What you will do: Search the entries for lines that contain the word "tree", and report each one found.

Top of Data excerpts

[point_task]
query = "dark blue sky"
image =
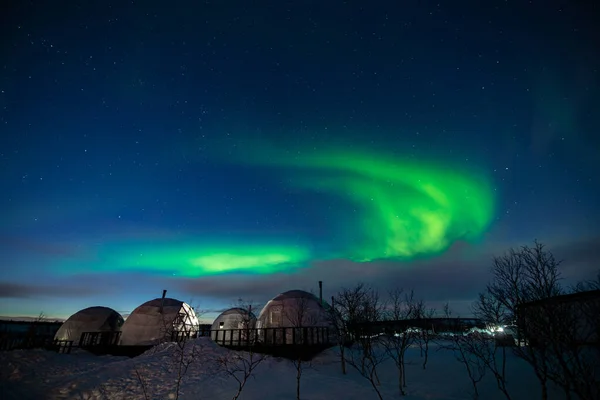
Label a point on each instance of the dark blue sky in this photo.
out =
(137, 125)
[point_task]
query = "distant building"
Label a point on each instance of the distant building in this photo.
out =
(157, 320)
(91, 319)
(235, 324)
(574, 316)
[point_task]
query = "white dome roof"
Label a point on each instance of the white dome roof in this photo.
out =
(156, 319)
(91, 319)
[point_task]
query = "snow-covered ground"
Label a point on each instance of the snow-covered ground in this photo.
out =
(39, 374)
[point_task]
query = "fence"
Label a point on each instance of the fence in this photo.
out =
(304, 336)
(19, 342)
(94, 339)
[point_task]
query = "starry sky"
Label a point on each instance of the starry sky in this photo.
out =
(234, 149)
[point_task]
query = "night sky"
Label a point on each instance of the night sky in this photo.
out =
(237, 149)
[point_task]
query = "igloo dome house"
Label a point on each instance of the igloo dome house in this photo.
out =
(297, 309)
(234, 326)
(91, 319)
(158, 320)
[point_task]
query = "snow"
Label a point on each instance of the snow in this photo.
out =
(39, 374)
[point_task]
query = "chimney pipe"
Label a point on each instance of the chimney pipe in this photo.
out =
(162, 300)
(321, 292)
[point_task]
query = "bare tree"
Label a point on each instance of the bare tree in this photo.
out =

Bottom of Data excerpts

Finished task:
query = "bare tree"
Label a point on each instance of the bare tree in this photo.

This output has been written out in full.